Aim of the exercise: Looking through the material below, say how many lines contain the string "clicks" and add nothing more.

• • • • •

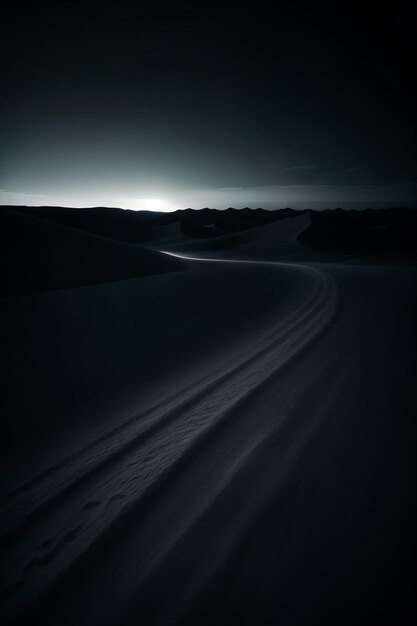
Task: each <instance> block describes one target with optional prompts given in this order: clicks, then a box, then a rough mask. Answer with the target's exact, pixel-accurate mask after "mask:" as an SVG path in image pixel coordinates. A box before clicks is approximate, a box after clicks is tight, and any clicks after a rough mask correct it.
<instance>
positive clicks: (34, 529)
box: [0, 214, 417, 626]
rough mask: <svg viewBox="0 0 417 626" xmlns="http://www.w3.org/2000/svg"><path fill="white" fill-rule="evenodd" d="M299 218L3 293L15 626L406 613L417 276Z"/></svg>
mask: <svg viewBox="0 0 417 626" xmlns="http://www.w3.org/2000/svg"><path fill="white" fill-rule="evenodd" d="M203 218H204V219H206V218H205V217H204V215H203ZM158 219H159V218H158ZM311 219H312V218H311V216H310V215H309V214H303V215H301V216H299V217H293V218H287V219H282V220H279V221H276V222H275V223H271V224H268V225H261V226H259V225H258V226H256V227H253V228H251V229H249V230H248V229H246V230H241V231H240V232H235V233H232V234H227V235H222V236H216V237H214V238H211V239H201V240H199V241H197V240H194V241H191V240H187V241H183V242H178V241H177V242H176V243H172V242H171V244H169V240H170V238H172V237H177V235H178V225H177V224H176V223H173V224H172V225H171V226H169V225H168V224H165V225H160V226H158V227H156V228H158V229H161V230H162V231H163V237H161V239H160V241H161V242H164V241H165V244H166V245H165V246H163V247H160V248H159V249H160V250H161V249H163V250H165V252H170V254H169V255H167V254H162V252H160V253H158V255H157V258H158V259H159V258H160V256H159V255H161V256H162V257H163V259H164V262H166V264H167V265H166V267H170V268H171V269H172V268H173V267H175V268H179V267H181V270H183V271H174V272H172V271H167V272H165V273H161V274H159V275H155V276H151V275H148V276H142V277H138V278H133V279H128V280H119V281H115V282H109V283H107V284H96V285H86V286H82V287H75V288H72V289H58V290H56V291H44V292H39V293H32V294H30V295H27V296H25V298H24V299H25V310H24V311H23V310H22V305H21V302H22V297H21V296H14V297H12V296H10V297H8V298H3V310H2V315H3V324H2V328H3V329H7V337H6V336H5V337H4V344H3V345H4V351H3V352H4V359H5V361H4V363H5V364H7V363H10V367H9V377H8V385H7V386H6V387H5V391H4V393H3V398H2V404H3V410H2V413H3V415H5V416H6V417H5V418H4V419H3V428H4V434H5V437H4V439H3V442H2V444H1V452H2V455H1V457H2V460H1V466H2V472H1V482H0V489H1V492H0V506H1V511H2V515H1V522H0V550H1V563H2V566H1V572H0V591H1V594H2V595H1V608H0V614H1V615H2V618H3V620H5V621H6V623H7V622H8V621H10V622H12V623H13V622H21V623H29V624H31V623H42V624H57V623H59V624H71V625H72V624H97V625H98V624H132V625H133V624H137V623H143V624H146V625H148V624H149V625H151V624H152V625H153V624H155V625H157V624H158V625H166V624H169V625H171V624H190V626H191V625H195V624H207V625H208V624H210V625H211V624H224V625H230V624H235V623H236V624H247V625H252V624H271V625H272V624H276V623H281V624H286V625H290V624H291V625H293V624H306V623H313V624H361V623H363V624H374V623H375V624H376V623H411V620H412V619H413V618H414V616H415V605H414V591H413V585H414V583H415V576H416V560H415V534H414V524H415V521H416V520H415V501H414V498H415V496H414V491H415V487H416V475H415V462H414V454H415V435H416V429H415V419H414V413H415V411H416V408H417V407H416V402H415V397H414V394H413V393H412V389H413V384H414V383H413V381H414V375H415V371H416V350H415V345H416V337H415V325H414V321H413V320H414V319H415V313H416V301H417V299H416V272H415V268H414V267H412V266H411V265H408V266H405V265H403V266H401V265H395V264H392V265H389V264H388V263H387V260H388V258H389V256H388V257H387V256H386V255H385V254H382V255H380V256H378V255H375V247H373V248H372V249H371V250H370V257H369V258H370V259H373V260H372V262H371V263H368V262H367V256H366V255H365V256H364V255H363V248H360V247H359V248H358V250H357V255H356V257H355V258H356V262H352V257H351V256H350V252H349V251H348V250H347V249H343V250H341V251H337V250H329V251H325V252H324V253H323V252H320V251H319V249H318V248H315V249H314V248H312V247H309V246H307V245H306V243H305V241H304V239H303V236H302V234H303V233H306V232H307V231H308V229H309V227H310V226H311ZM313 219H314V218H313ZM54 227H55V225H54ZM54 232H55V231H54ZM300 235H301V236H300ZM88 236H90V235H88ZM310 245H311V242H310ZM320 245H321V244H320ZM407 245H408V244H407ZM155 247H157V246H155ZM378 249H379V248H378ZM187 251H188V252H187ZM348 252H349V254H348ZM149 253H150V254H151V253H152V251H149ZM155 254H157V253H156V252H155ZM176 254H178V255H180V256H181V257H187V256H188V259H187V260H185V259H182V258H180V259H178V258H177V257H175V256H172V255H176ZM392 254H395V253H392ZM190 257H191V258H190ZM202 257H206V260H203V259H202ZM343 259H349V262H343ZM378 259H380V262H379V263H378ZM177 263H178V264H179V265H176V264H177ZM170 264H171V265H170ZM68 329H71V330H70V331H69V332H68ZM46 337H47V338H48V339H47V341H46V340H45V338H46ZM23 389H24V390H25V393H21V392H22V390H23ZM22 432H25V433H26V437H22V435H21V433H22Z"/></svg>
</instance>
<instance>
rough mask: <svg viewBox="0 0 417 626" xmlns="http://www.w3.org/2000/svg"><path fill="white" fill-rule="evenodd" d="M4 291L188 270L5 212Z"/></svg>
mask: <svg viewBox="0 0 417 626" xmlns="http://www.w3.org/2000/svg"><path fill="white" fill-rule="evenodd" d="M0 233H1V234H0V254H1V257H0V263H1V265H2V268H3V271H2V274H1V284H0V295H16V294H24V293H30V292H35V291H42V290H46V289H48V290H50V289H62V288H68V287H77V286H80V285H89V284H92V283H101V282H109V281H114V280H120V279H123V278H132V277H135V276H146V275H150V274H160V273H164V272H171V271H177V270H180V269H183V268H184V263H183V262H181V261H179V260H178V259H177V260H174V259H168V258H167V257H166V256H164V255H161V254H160V253H159V252H155V251H151V250H145V249H141V248H139V247H137V246H132V245H128V244H124V243H121V242H118V241H115V240H112V239H108V238H104V237H99V236H97V235H93V234H91V233H88V234H87V233H85V232H83V231H81V230H78V229H74V228H68V227H66V226H62V225H60V224H57V223H54V222H51V221H49V220H45V219H41V218H38V217H33V216H32V215H27V214H24V213H21V212H20V211H14V210H13V209H9V208H4V207H3V208H2V209H1V211H0Z"/></svg>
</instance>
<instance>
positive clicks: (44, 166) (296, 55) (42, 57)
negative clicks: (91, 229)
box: [0, 1, 417, 210]
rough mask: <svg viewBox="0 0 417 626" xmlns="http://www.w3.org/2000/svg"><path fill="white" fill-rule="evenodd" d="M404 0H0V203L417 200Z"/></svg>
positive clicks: (79, 202)
mask: <svg viewBox="0 0 417 626" xmlns="http://www.w3.org/2000/svg"><path fill="white" fill-rule="evenodd" d="M413 4H414V3H411V2H407V3H406V2H402V1H396V2H394V3H389V4H388V3H386V4H385V5H384V6H385V8H384V6H383V5H382V4H380V5H379V8H378V10H376V9H373V8H372V7H371V3H366V2H361V3H352V2H350V3H342V2H340V3H338V2H335V3H326V4H321V5H320V4H317V3H314V2H309V3H305V4H304V3H300V2H295V1H293V2H289V3H279V2H262V1H261V2H254V3H249V2H246V3H245V2H223V3H221V4H220V3H210V4H208V3H198V2H169V3H168V2H78V3H75V2H55V3H32V4H27V5H26V4H23V3H19V2H14V3H10V4H9V6H8V7H6V10H3V14H2V22H3V24H2V42H1V46H2V63H3V68H2V87H3V90H2V92H3V96H2V101H1V138H2V139H1V144H0V164H1V165H0V187H1V191H0V202H1V203H2V204H35V205H55V204H61V205H65V206H93V205H101V206H121V207H124V208H150V209H158V210H170V209H175V208H185V207H187V206H191V207H193V208H201V207H204V206H211V207H214V208H226V207H228V206H235V207H238V208H239V207H243V206H251V207H253V208H256V207H258V206H263V207H264V208H280V207H283V206H293V207H294V208H307V207H311V208H320V207H322V208H327V207H336V206H342V207H345V208H352V207H353V208H356V207H357V208H361V207H363V208H364V207H366V206H379V205H381V206H389V205H394V206H402V205H408V206H417V205H416V199H417V191H416V190H417V177H416V154H415V146H416V116H415V112H414V108H415V105H416V81H415V72H416V52H415V48H414V43H413V42H414V40H415V24H416V16H415V12H414V10H413V9H412V5H413Z"/></svg>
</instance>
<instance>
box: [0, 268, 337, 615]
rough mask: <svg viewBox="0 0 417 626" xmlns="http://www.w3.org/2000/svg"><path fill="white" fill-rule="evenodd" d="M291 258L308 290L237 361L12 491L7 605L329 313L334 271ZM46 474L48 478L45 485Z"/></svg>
mask: <svg viewBox="0 0 417 626" xmlns="http://www.w3.org/2000/svg"><path fill="white" fill-rule="evenodd" d="M198 261H202V262H203V260H202V259H198ZM222 262H225V261H222ZM227 262H232V261H227ZM282 265H287V264H282ZM291 267H293V268H297V269H299V270H300V271H305V272H309V273H310V275H311V276H312V277H313V283H314V288H313V291H312V294H311V295H310V297H309V298H308V299H307V302H306V303H305V305H303V306H301V307H299V309H298V310H297V311H296V312H295V313H294V314H293V315H292V316H290V317H289V319H285V320H284V322H283V323H280V324H278V326H277V328H276V329H275V330H274V331H273V332H271V333H270V334H269V336H268V337H267V339H264V340H263V341H262V342H261V344H260V345H257V346H256V347H255V348H254V349H253V350H251V351H250V353H249V354H246V355H244V356H243V357H242V359H241V360H240V361H239V362H238V363H237V364H235V365H234V367H231V368H230V369H228V370H226V371H223V372H222V373H221V374H220V375H218V376H215V377H213V379H212V380H210V381H208V382H206V383H203V384H202V385H200V386H198V387H197V389H195V388H194V389H191V390H190V391H189V392H188V394H186V397H185V398H182V399H181V400H179V401H178V394H175V396H174V398H170V399H168V401H167V402H166V403H165V404H163V406H162V407H157V408H155V409H154V410H153V411H152V410H151V411H150V412H149V413H148V414H147V415H146V423H145V424H142V423H141V420H140V419H139V418H138V419H137V420H133V422H129V423H128V424H127V425H126V427H125V428H123V429H122V430H120V429H116V432H112V433H111V434H110V436H109V437H108V438H106V437H104V438H100V439H99V441H98V444H96V447H95V448H94V444H93V447H91V446H90V447H87V448H86V449H85V450H84V451H82V454H81V456H74V457H71V458H70V459H69V462H68V463H67V464H65V463H64V464H63V465H61V466H60V467H59V468H57V474H58V476H55V477H54V472H53V471H52V472H50V473H49V474H47V475H46V476H40V477H38V482H36V481H35V482H31V483H30V484H28V485H27V486H26V488H25V487H22V488H20V491H19V492H18V493H16V494H15V496H14V497H13V495H12V494H11V495H12V497H11V498H10V499H9V502H8V503H7V505H8V507H7V511H5V512H7V513H8V516H7V517H5V519H6V521H7V526H6V527H5V528H4V531H5V532H4V534H3V539H7V544H6V543H5V542H4V544H3V550H2V552H3V555H2V561H3V563H8V564H9V567H8V575H7V578H8V580H9V581H10V580H11V579H12V580H14V581H15V582H14V583H13V585H9V586H8V587H7V589H4V588H3V592H4V597H5V599H6V600H8V601H7V602H6V603H5V604H6V606H7V607H8V609H7V612H8V610H16V608H17V606H19V608H23V607H25V606H27V605H28V604H30V603H31V602H32V601H33V600H35V599H36V597H38V596H40V595H42V594H43V593H45V592H46V591H47V590H48V589H49V588H50V587H51V586H52V585H53V584H54V582H55V581H56V580H57V579H58V578H59V577H60V576H61V575H62V574H63V573H64V572H65V571H66V570H67V569H68V568H69V567H70V566H71V565H72V564H73V563H74V562H75V561H76V560H77V559H79V558H81V557H82V556H83V554H85V553H86V551H87V550H90V549H91V547H92V546H94V544H95V543H96V542H97V541H98V539H99V538H100V537H103V536H105V534H106V533H107V532H109V531H110V529H111V528H112V526H113V525H114V524H118V523H120V521H121V520H122V519H123V518H124V517H126V516H128V515H129V512H130V511H131V510H132V508H133V507H134V506H135V505H137V504H138V502H139V501H140V500H142V499H143V498H144V496H145V495H148V494H149V493H150V492H151V491H153V490H155V489H157V487H158V486H159V485H160V484H161V482H162V481H164V479H165V478H166V477H168V476H169V475H170V473H171V472H172V471H174V469H175V467H177V466H178V465H179V464H181V463H182V462H183V461H184V459H185V458H186V457H187V455H189V454H192V453H193V452H194V451H195V450H196V449H197V448H198V445H199V444H200V443H201V442H202V441H204V439H205V438H206V437H208V436H209V435H210V433H211V432H212V431H213V429H215V428H216V427H218V425H219V424H221V423H223V422H224V421H225V420H227V418H228V416H230V415H231V414H232V413H235V412H236V410H237V409H238V408H239V405H240V404H242V403H244V402H246V401H247V399H248V398H249V397H250V395H251V394H253V393H256V390H257V389H258V388H259V387H260V386H261V385H262V384H263V383H265V381H267V380H268V378H269V377H271V376H272V375H273V374H276V373H277V371H279V370H280V368H283V367H285V366H287V365H288V364H289V363H290V362H291V361H292V360H293V359H294V358H295V357H296V356H297V355H298V354H300V352H301V351H302V350H303V349H304V348H305V347H306V346H308V344H309V343H310V342H311V341H313V340H314V339H315V338H316V337H317V336H318V335H319V333H320V332H322V331H323V330H324V329H325V328H326V326H327V325H328V324H329V323H330V322H331V320H332V319H333V318H334V315H335V312H336V309H337V287H336V283H335V280H334V279H333V278H332V277H331V276H330V275H329V274H327V273H326V272H322V271H319V270H316V269H313V268H310V267H306V266H301V265H294V266H291ZM142 417H143V416H142ZM138 422H140V423H139V424H138ZM54 478H55V480H54ZM45 480H46V481H50V482H49V484H48V485H47V487H48V488H47V489H45ZM45 491H46V495H43V494H45ZM56 531H58V532H56ZM51 535H52V536H51ZM11 572H12V573H13V575H12V576H11ZM29 582H30V584H29V585H28V584H27V583H29Z"/></svg>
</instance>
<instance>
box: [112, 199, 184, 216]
mask: <svg viewBox="0 0 417 626" xmlns="http://www.w3.org/2000/svg"><path fill="white" fill-rule="evenodd" d="M122 202H123V204H122V206H123V207H125V208H127V209H132V210H134V211H156V212H162V213H170V212H171V211H176V210H177V208H178V207H176V206H174V205H173V204H172V203H171V202H169V201H168V200H164V199H163V198H124V199H123V200H122Z"/></svg>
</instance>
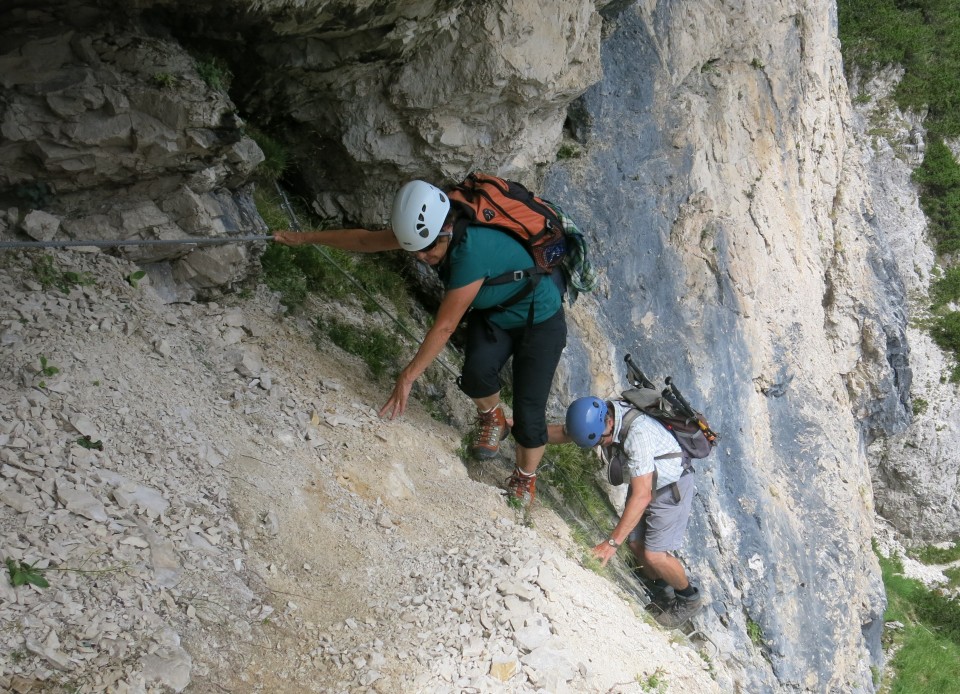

• • • • •

Output for this exercise: 5